EXERCISE OBJECTIVE: Can you transcribe every entry word for word, skipping the images?
RECORDS FOR THE EXERCISE Start Marker
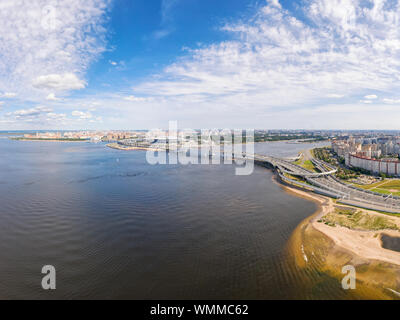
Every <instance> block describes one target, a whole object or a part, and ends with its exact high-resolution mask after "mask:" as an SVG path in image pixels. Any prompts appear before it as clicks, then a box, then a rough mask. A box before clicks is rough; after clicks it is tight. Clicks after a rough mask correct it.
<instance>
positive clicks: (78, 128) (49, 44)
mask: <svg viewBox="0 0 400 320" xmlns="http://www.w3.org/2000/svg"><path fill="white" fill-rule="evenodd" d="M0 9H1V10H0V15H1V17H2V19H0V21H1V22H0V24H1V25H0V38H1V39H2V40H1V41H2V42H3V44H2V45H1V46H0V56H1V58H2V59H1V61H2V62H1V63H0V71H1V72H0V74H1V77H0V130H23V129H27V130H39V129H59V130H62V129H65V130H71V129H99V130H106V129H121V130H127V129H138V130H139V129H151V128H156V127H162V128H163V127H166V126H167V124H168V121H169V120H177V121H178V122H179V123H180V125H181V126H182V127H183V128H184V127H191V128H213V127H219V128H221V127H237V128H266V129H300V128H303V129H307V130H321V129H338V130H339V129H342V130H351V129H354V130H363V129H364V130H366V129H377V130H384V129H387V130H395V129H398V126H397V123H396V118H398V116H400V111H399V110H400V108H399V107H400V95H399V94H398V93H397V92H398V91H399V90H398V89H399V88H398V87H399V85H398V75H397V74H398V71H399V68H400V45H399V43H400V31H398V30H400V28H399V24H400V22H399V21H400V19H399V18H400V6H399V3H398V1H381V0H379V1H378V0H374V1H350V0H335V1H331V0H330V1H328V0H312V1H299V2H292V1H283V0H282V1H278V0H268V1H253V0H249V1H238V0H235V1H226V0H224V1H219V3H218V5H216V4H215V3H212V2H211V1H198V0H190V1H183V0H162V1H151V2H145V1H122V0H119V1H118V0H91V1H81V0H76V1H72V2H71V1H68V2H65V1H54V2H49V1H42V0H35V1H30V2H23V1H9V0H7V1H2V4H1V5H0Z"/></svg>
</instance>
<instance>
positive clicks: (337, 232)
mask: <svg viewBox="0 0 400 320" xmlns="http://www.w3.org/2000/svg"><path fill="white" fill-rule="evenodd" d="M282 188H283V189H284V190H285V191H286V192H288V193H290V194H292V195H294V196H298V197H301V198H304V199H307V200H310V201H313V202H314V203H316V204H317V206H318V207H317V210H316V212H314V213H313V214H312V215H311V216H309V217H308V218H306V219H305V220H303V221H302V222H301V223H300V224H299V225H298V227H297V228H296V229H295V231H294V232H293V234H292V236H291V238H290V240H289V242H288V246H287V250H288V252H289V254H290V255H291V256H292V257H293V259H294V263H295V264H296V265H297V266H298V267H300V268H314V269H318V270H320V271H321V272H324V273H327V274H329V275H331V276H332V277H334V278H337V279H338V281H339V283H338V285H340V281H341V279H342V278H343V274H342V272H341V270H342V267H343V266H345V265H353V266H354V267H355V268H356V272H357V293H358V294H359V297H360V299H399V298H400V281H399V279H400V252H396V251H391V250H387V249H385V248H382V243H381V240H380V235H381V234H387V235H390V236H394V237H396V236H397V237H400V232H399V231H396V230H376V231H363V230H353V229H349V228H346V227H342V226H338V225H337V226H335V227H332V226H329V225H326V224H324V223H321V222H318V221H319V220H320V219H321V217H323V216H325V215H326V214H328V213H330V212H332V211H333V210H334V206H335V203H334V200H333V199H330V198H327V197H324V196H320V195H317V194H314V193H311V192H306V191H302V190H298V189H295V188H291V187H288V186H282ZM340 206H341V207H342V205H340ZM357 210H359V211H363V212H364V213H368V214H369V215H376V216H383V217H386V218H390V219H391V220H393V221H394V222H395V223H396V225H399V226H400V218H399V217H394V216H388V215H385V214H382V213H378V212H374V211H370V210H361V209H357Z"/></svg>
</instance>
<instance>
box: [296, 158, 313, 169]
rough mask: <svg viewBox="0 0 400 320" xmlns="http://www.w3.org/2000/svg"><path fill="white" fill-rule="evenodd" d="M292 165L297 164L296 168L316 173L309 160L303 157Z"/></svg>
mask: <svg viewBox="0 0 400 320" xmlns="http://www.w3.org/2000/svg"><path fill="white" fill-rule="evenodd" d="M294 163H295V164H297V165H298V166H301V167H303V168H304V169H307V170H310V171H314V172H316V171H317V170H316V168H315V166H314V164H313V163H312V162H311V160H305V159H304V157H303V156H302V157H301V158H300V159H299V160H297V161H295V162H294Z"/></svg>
RECORDS FOR THE EXERCISE End Marker
EXERCISE SOLUTION:
Every <instance> block describes one target, a whole object or a part, and ends with its exact high-resolution mask after "mask:" as an SVG path in image pixels. Any prompts appear before it as clicks, then a box, then a rough mask. A box before clicks is rough; after clicks it is tight. Clicks after a rough mask correct it.
<instance>
positive clicks: (78, 128) (49, 44)
mask: <svg viewBox="0 0 400 320" xmlns="http://www.w3.org/2000/svg"><path fill="white" fill-rule="evenodd" d="M0 9H1V10H0V15H1V17H2V19H0V21H1V22H0V24H1V25H0V38H1V39H2V40H1V41H2V42H3V44H2V45H1V46H0V56H1V58H2V59H1V61H2V62H1V63H0V71H1V72H0V74H1V77H0V130H23V129H27V130H39V129H59V130H62V129H65V130H71V129H99V130H106V129H121V130H127V129H138V130H139V129H151V128H156V127H162V128H163V127H166V126H167V124H168V121H169V120H177V121H178V122H179V123H180V125H181V126H182V127H183V128H184V127H191V128H213V127H219V128H221V127H237V128H266V129H300V128H303V129H307V130H321V129H338V130H339V129H342V130H351V129H354V130H363V129H364V130H366V129H377V130H384V129H387V130H395V129H398V126H397V123H396V118H398V116H400V111H399V110H400V108H399V107H400V95H399V94H398V93H397V92H398V91H399V90H398V89H399V88H398V87H399V85H398V75H397V74H398V71H399V68H400V45H399V43H400V31H398V30H400V28H399V24H400V22H399V21H400V19H399V18H400V6H399V3H398V1H381V0H379V1H378V0H374V1H350V0H335V1H331V0H330V1H328V0H312V1H299V2H292V1H283V0H282V1H278V0H268V1H253V0H249V1H238V0H235V1H226V0H224V1H219V3H218V5H216V4H215V3H212V2H211V1H198V0H190V1H183V0H162V1H151V2H145V1H122V0H119V1H118V0H91V1H81V0H76V1H72V2H71V1H68V2H65V1H54V2H49V1H42V0H35V1H30V2H23V1H9V0H7V1H2V4H1V5H0Z"/></svg>
</instance>
<instance>
positive clicks: (337, 232)
mask: <svg viewBox="0 0 400 320" xmlns="http://www.w3.org/2000/svg"><path fill="white" fill-rule="evenodd" d="M282 188H283V189H284V190H285V191H286V192H288V193H290V194H292V195H294V196H298V197H301V198H304V199H307V200H310V201H313V202H314V203H316V204H317V206H318V207H317V210H316V212H314V213H313V214H312V215H311V216H309V217H308V218H306V219H305V220H303V221H302V222H301V223H300V224H299V225H298V227H297V228H296V229H295V231H294V232H293V234H292V236H291V238H290V240H289V242H288V246H287V250H288V252H289V254H290V255H291V256H292V257H293V259H294V263H295V264H296V265H297V266H298V267H300V268H314V269H318V270H320V271H321V272H324V273H327V274H329V275H331V276H332V277H334V278H337V279H338V281H339V283H338V285H340V281H341V279H342V278H343V274H342V272H341V270H342V267H343V266H345V265H353V266H354V267H355V268H356V272H357V293H358V294H359V297H360V299H399V298H400V281H399V279H400V252H396V251H391V250H387V249H385V248H382V243H381V240H380V235H381V234H387V235H390V236H394V237H396V236H397V237H400V232H399V231H396V230H376V231H363V230H353V229H349V228H346V227H342V226H338V225H337V226H335V227H332V226H329V225H326V224H324V223H321V222H318V221H319V220H320V219H321V217H323V216H325V215H326V214H328V213H330V212H332V211H333V210H334V206H335V203H334V200H333V199H330V198H327V197H324V196H320V195H317V194H314V193H311V192H306V191H302V190H298V189H295V188H291V187H288V186H282ZM340 206H341V207H342V205H340ZM357 210H359V211H363V212H364V213H368V214H369V215H376V216H383V217H386V218H390V219H391V220H393V221H394V222H395V223H396V225H399V226H400V218H399V217H394V216H388V215H385V214H382V213H378V212H374V211H370V210H361V209H357Z"/></svg>
</instance>
<instance>
box: [296, 158, 313, 169]
rough mask: <svg viewBox="0 0 400 320" xmlns="http://www.w3.org/2000/svg"><path fill="white" fill-rule="evenodd" d="M292 165L297 164L296 168L316 173L309 160L303 157Z"/></svg>
mask: <svg viewBox="0 0 400 320" xmlns="http://www.w3.org/2000/svg"><path fill="white" fill-rule="evenodd" d="M294 163H295V164H297V165H298V166H301V167H303V168H304V169H307V170H310V171H314V172H316V171H317V170H316V168H315V166H314V164H313V163H312V162H311V160H305V159H304V157H303V156H302V157H301V158H300V159H299V160H297V161H295V162H294Z"/></svg>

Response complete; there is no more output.